Stored items:
########

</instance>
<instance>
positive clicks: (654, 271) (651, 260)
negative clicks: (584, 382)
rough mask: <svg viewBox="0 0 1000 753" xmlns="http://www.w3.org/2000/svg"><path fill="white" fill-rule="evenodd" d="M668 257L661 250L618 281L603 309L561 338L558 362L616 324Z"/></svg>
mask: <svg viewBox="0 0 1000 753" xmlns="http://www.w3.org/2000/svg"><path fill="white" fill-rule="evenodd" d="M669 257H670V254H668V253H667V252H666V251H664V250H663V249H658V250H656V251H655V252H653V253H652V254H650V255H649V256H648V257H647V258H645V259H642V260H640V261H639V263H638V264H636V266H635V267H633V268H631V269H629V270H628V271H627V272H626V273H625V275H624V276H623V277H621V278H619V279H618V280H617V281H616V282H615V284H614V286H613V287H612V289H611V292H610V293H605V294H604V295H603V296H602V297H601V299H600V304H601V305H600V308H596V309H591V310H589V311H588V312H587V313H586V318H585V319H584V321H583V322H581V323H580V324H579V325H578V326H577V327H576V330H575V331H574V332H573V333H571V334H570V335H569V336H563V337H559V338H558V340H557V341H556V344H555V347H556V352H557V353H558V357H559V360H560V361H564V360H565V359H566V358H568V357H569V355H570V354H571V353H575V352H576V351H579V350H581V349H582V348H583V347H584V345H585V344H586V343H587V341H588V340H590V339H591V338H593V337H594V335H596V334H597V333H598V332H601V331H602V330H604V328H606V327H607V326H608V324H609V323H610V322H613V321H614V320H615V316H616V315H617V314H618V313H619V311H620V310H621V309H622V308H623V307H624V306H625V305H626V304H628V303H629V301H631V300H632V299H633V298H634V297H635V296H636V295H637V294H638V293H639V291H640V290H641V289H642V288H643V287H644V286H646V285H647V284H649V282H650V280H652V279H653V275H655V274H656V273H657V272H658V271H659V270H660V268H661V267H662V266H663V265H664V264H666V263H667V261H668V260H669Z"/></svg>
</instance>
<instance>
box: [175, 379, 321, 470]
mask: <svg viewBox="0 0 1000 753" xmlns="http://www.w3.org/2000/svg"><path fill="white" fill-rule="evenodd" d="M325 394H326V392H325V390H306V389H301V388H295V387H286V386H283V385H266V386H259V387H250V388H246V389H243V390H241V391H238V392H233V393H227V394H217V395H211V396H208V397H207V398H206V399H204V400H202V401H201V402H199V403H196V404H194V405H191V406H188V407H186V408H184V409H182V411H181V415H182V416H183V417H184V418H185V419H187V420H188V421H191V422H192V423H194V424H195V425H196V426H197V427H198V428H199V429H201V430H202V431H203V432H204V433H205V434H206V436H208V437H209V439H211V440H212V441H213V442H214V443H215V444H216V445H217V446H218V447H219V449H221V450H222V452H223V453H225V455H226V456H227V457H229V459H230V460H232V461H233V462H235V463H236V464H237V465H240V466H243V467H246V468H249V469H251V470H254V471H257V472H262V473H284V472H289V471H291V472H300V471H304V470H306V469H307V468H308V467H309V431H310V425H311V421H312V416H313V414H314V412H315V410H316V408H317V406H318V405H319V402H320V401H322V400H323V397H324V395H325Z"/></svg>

########

• What to work on:
Please return every line of the listing above that contains the word "clicks".

• Answer box:
positive clicks: (654, 271) (651, 260)
negative clicks: (584, 382)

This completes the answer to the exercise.